◆ **Aim**
Each record below is to be reproduced without any change.

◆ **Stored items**
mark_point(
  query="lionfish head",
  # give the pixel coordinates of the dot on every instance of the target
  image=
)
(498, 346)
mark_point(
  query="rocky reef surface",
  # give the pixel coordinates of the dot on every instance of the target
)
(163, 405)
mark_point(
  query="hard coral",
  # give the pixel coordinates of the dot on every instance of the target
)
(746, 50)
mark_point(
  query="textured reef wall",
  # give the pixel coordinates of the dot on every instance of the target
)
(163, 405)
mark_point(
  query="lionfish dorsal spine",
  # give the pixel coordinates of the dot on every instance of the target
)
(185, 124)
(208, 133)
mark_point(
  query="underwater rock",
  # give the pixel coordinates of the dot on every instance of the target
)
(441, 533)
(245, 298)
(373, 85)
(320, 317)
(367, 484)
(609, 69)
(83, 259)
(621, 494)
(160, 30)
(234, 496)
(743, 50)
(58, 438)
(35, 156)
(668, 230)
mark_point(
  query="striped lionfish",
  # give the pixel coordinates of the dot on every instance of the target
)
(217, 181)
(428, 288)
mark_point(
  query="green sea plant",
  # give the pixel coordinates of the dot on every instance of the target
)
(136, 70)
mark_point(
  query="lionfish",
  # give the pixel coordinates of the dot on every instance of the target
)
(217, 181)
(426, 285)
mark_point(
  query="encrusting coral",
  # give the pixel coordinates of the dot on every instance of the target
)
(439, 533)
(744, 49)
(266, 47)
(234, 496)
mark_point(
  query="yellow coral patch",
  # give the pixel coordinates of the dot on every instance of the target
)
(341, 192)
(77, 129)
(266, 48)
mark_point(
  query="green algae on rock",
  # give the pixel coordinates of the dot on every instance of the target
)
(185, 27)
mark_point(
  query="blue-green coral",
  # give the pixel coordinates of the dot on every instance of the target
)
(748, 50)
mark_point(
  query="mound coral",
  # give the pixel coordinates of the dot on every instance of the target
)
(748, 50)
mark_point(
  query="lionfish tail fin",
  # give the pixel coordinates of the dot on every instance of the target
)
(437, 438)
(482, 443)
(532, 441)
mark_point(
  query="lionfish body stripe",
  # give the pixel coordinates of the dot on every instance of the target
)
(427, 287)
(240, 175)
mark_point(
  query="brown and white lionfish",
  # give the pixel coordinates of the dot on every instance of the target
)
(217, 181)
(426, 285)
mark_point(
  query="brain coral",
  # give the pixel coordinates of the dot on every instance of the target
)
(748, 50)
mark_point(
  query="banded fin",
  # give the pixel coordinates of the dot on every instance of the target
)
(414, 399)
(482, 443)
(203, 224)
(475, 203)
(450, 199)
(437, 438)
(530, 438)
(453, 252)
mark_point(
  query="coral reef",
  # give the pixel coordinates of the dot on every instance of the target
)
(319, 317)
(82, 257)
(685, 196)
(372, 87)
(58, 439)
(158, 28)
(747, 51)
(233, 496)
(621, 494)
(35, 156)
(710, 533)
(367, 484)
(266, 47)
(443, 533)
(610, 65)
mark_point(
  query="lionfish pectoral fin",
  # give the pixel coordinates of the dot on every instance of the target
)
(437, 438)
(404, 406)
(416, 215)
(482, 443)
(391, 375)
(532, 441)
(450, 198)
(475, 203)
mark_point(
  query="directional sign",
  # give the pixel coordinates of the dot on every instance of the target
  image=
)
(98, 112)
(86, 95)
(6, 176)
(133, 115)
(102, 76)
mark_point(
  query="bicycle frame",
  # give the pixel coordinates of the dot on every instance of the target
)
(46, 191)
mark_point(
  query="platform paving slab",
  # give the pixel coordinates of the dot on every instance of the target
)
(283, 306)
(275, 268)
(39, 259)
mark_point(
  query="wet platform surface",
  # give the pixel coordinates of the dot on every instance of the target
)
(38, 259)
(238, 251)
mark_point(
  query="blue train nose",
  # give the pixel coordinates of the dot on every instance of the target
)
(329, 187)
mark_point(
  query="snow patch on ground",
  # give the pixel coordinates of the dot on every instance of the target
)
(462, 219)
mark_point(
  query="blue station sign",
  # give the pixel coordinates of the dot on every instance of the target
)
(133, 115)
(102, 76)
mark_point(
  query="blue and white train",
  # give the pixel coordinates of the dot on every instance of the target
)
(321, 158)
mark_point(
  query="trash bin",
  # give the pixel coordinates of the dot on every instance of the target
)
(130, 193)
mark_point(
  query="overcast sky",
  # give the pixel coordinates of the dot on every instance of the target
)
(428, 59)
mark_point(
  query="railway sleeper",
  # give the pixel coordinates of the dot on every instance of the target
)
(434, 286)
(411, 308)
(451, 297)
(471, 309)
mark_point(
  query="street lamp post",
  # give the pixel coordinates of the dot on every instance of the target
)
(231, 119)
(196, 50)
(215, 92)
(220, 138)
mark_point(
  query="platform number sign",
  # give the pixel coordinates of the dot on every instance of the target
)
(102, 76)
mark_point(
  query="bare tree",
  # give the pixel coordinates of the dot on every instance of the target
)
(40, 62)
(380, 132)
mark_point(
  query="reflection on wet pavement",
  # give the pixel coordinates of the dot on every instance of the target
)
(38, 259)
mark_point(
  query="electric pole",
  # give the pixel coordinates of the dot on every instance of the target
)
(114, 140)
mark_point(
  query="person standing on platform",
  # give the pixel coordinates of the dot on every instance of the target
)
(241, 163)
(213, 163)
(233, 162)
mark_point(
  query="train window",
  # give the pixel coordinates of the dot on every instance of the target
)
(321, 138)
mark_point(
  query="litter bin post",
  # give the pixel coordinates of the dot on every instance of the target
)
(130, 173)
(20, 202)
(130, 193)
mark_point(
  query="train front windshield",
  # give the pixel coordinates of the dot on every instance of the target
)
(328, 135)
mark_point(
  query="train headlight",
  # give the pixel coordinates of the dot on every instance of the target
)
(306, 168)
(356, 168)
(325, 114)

◆ **Answer to the problem**
mark_point(
  query="lionfish head",
  # give the pixel coordinates of the dot on every instance of the target
  image=
)
(498, 346)
mark_point(
  query="rocky reef surface",
  # give the pixel coordinates of the dot on every instance of the target
)
(163, 405)
mark_point(
  query="hard coral",
  # give the pixel coordinates of the dot on every instance of the target
)
(746, 50)
mark_point(
  query="textured reef wall",
  # give the pixel coordinates of the dot on every instance of the target
)
(163, 405)
mark_point(
  query="lionfish dorsal spine",
  # give the pixel coordinates of the dot on every instance of the target
)
(185, 124)
(208, 133)
mark_point(
  query="underwater rock",
  # give the pixel coordinates of the dot on every instance of the target
)
(441, 533)
(245, 298)
(373, 85)
(320, 317)
(367, 484)
(609, 69)
(83, 259)
(621, 494)
(160, 30)
(234, 496)
(743, 50)
(58, 438)
(35, 156)
(668, 230)
mark_point(
  query="striped lionfish",
  # give the pixel coordinates of the dot on every instance of the target
)
(217, 181)
(428, 288)
mark_point(
  query="green sea plant",
  # give the pixel coordinates of the dot on every instance of the target
)
(136, 70)
mark_point(
  query="lionfish",
  # give the pixel coordinates of the dot on every instance of the target
)
(217, 181)
(426, 285)
mark_point(
  query="encrusting coral",
  # give the pixel coordinates of the dot on every instance of the target
)
(439, 533)
(744, 49)
(266, 47)
(234, 496)
mark_point(
  query="yellow coral patch",
  # give the pixel coordinates of the dot on every instance of the target
)
(341, 192)
(77, 129)
(266, 48)
mark_point(
  query="green algae on rock",
  # give the pixel coordinates of the dot on every instance of the target
)
(185, 27)
mark_point(
  query="blue-green coral",
  # give the pixel coordinates of the dot on every instance of the target
)
(748, 50)
mark_point(
  query="mound coral",
  # give the pixel coordinates of the dot on every instance of the target
)
(748, 50)
mark_point(
  query="lionfish tail fin",
  # give the pixel coordinates of the dot on every instance of the target
)
(437, 438)
(482, 443)
(532, 441)
mark_point(
  query="lionfish body stripe",
  # give the pixel coordinates of the dot on every instance of the target
)
(427, 287)
(240, 175)
mark_point(
  query="brown and white lionfish",
  # give the pixel coordinates of the dot on every instance of the target
)
(217, 181)
(426, 285)
mark_point(
  query="brain coral",
  # give the pixel coordinates of the dot on every instance of the target
)
(748, 50)
mark_point(
  query="banded fin",
  # give the pixel coordinates of the dot on every instance of the target
)
(414, 399)
(482, 443)
(203, 224)
(475, 203)
(450, 199)
(437, 438)
(530, 438)
(453, 252)
mark_point(
  query="coral reef",
  # give the pixel coordinates of the dot on every instance of the target
)
(319, 317)
(82, 257)
(685, 196)
(372, 87)
(58, 439)
(158, 28)
(747, 51)
(233, 496)
(621, 494)
(35, 156)
(710, 533)
(367, 484)
(266, 47)
(443, 533)
(610, 65)
mark_point(
  query="lionfish pectoral fin",
  # give the pixel coordinates of the dot on every instance of the target
)
(437, 438)
(404, 406)
(416, 215)
(482, 443)
(391, 375)
(532, 441)
(450, 198)
(475, 203)
mark_point(
  query="directional sign",
  # give the pixel coordinates of the dot on every instance of the target
  image=
)
(98, 112)
(86, 95)
(6, 176)
(133, 115)
(102, 76)
mark_point(
  query="bicycle frame",
  # give the pixel coordinates of the dot on every instance of the target
)
(46, 191)
mark_point(
  query="platform paving slab",
  # give the pixel coordinates of the dot on every instance of the target
)
(283, 306)
(275, 268)
(39, 259)
mark_point(
  query="wet platform surface",
  # give the pixel coordinates of the dot on every instance of the target
)
(38, 259)
(238, 251)
mark_point(
  query="blue train nose",
  # give the pixel coordinates of the dot on every instance of the target
)
(329, 187)
mark_point(
  query="snow patch on ground",
  # give the pixel coordinates of the dot on every instance of the target
)
(462, 219)
mark_point(
  query="blue station sign",
  # give the pixel coordinates of the dot on every instance of the target
)
(133, 115)
(102, 76)
mark_point(
  query="blue and white train",
  # give the pixel coordinates of the dot on every instance of the target
)
(321, 158)
mark_point(
  query="trash bin",
  # give the pixel coordinates of the dot on every instance of the target
)
(130, 193)
mark_point(
  query="overcast sky",
  # give the pixel coordinates of the dot on every instance of the target
)
(428, 59)
mark_point(
  query="railway sleeper",
  # give the pixel coordinates of the dot on every instance of the target
)
(434, 286)
(411, 308)
(451, 297)
(471, 309)
mark_point(
  query="street lamp post",
  # give the pixel coordinates of the dot on every instance of the target
)
(231, 119)
(196, 50)
(215, 92)
(220, 138)
mark_point(
  query="platform number sign",
  # give the pixel coordinates of the dot on every instance of the target
)
(102, 76)
mark_point(
  query="bare tree",
  # give the pixel coordinates of the dot on every instance of the target
)
(40, 62)
(380, 132)
mark_point(
  query="reflection on wet pavement",
  # give the pixel coordinates of the dot on every instance of the target
)
(38, 259)
mark_point(
  query="electric pole",
  # give the pixel coordinates of the dot on every instance of the target
)
(114, 140)
mark_point(
  query="person standing on platform",
  # give the pixel coordinates of the dot on every instance of the target
)
(241, 163)
(213, 163)
(233, 162)
mark_point(
  query="train window",
  # give the pixel coordinates of the dot on every instance of the target
)
(321, 138)
mark_point(
  query="litter bin post",
  # give the pixel coordinates of the dot on every instance of the target
)
(130, 173)
(20, 202)
(130, 193)
mark_point(
  query="train front windshield",
  # give the pixel coordinates of the dot on every instance of the target
)
(328, 135)
mark_point(
  query="train headlight",
  # give the pixel coordinates of the dot on every instance of the target
)
(306, 168)
(356, 168)
(325, 114)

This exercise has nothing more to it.